TEKS YANG DITAMPILKAN
Stockholm, 22 Desember 1999

Bismillaahirrahmaanirrahiim.
Assalamu'alaikum wr wbr.

DIR, DEMOKRASI, UUM, UUD1945 DAN MAJELIS SYURA
Ahmad Sudirman
XaarJet Stockholm - SWEDIA.

 

Tanggapan untuk Saudara Paul Salim (Calgary, Canada), Muchson Ischak (Indonesia) dan saudara Sagir Alva (Banda Aceh, Indonesia).

PANDANGAN PAUL SALIM SEORANG DEMOKRAT TERHADAP AL QURAN SEBAGAI KONSTITUSI

Sebelumnya, saya ingin tegaskan bahwa saya tidak alergi dengan Islam, tetapi saya alergi dengan Negara Islam yang menurut analisa saya anti-Demokrasi. Saya juga alergi dengan Negara Katholik (yaitu negara yang konstitusinya Injil) karena menurut analisa saya juga anti-Demokrasi. Saya juga alergi dengan semua Negara yang berlandaskan Agama, karena anti-Demokrasi. Kita tahu bahwa Al-Quran bersifat sakral karena dikeluarkan oleh Allah yang bersifat "divine". Sedangkan UUD45 dan Pancasila tidak sakral karena tidak ditulis Allah.

Pertanyaan saya ialah apakah anda tidak tahu bahwa, kalau Al-Quran yang bersifat "divinity" itu sampai diterapkan sebagai Konstitusi, maka tidak ada seorangpun yang diijinkan untuk mengubahnya ? Padahal seperti anda tahu Al-Quran banyak mengandung kelemahan (maaf !) untuk bisa dipakai sebagai Konstitusi.

KUMPULAN DATA
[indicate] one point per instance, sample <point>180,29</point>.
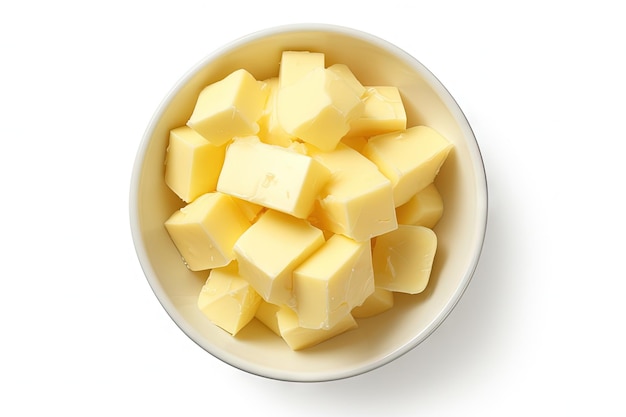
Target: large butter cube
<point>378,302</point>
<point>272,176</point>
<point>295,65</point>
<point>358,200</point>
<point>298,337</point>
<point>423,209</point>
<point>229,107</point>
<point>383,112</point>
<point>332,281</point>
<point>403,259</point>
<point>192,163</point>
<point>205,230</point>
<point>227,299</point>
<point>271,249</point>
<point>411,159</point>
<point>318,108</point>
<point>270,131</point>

* * *

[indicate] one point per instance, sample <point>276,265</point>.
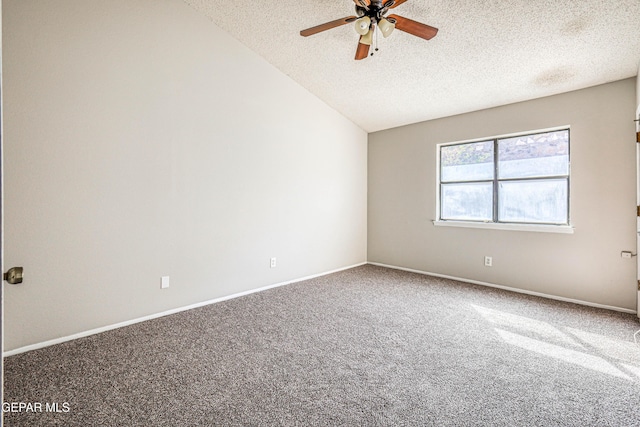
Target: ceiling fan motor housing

==

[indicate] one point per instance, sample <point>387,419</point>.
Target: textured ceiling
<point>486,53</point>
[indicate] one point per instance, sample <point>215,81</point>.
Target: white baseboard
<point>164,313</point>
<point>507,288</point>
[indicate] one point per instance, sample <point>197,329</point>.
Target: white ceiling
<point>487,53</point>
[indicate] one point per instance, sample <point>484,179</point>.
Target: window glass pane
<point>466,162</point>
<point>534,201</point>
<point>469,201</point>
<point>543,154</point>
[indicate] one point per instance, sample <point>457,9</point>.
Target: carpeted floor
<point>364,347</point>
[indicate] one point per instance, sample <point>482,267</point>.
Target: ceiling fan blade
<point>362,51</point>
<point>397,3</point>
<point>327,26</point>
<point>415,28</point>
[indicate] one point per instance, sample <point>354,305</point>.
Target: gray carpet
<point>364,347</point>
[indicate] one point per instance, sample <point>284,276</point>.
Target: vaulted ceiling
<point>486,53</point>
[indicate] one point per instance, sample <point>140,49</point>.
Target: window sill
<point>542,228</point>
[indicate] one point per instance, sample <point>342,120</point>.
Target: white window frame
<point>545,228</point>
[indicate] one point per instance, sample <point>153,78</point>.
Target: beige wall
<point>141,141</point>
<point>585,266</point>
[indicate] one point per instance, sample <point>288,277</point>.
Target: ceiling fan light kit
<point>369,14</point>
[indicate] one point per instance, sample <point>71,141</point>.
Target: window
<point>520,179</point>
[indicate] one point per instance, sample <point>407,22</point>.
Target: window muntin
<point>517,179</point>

DAFTAR TUGAS
1) Terjemahkan kalimat "Saya juga alergi dengan semua Negara yang berlandaskan Agama, karena anti-Demokrasi." dari tulisan tentang Al-Quran sebagai konstitusi ke dalam bahasa Inggris.
2) Lanjutkan tulisan tentang Al-Quran sebagai konstitusi, mulai dari bagian setelah kalimat terakhirnya.
Data tidak diperlukan untuk mengerjakan tugas.

JAWABAN BERURUTAN
1) I am also allergic to all states founded on religion, because they are anti-democratic.

2)
Contohnya seperti yang diungkapkan oleh Sdr. Gouw Dewanto dan yang diamini oleh bung sendiri, yaitu sesuai Al-Quran, Pria boleh (dengan syarat-2) untuk beristeri 4 (empat), sedang Wanita tidak boleh bersuami 4 (empat). Kalau saya seorang wanita (mungkin juga anda) , maka saya akan menolak suatu Konstitusi yang mendiskriminasi kaum saya. Masalahnya di Negara Islam ialah Konstitusi itu ialah Al-Quran sendiri atau bersumber dari Al-Quran. Sedemikian sehingga, niat saya untuk mengubah Konstitusi Negara Islam terbentur kepada ke"devinity"an dari Al-Qur-an itu sendiri.

Pertanyaan selanjutnya untuk Bung: "Apakah Bung bukan seorang Demokrat sehingga Bung secara mati-2 an mendukung Negara Agama yang berlandaskan sumber-2 hukum yang tidak bisa diganti dan / atau diperbaiki karena alasan 'divinity' ??" Untuk saya, saya ialah seorang Demokrat dan saya lebih mendukung suatu sistem negara walaupun tidak sempurna tetapi bisa disempurnakan di kelak kemudian hari. Dan, agar sistem negara itu bisa disempurnakan, maka ia tidak boleh mempunyai sifat "divinity".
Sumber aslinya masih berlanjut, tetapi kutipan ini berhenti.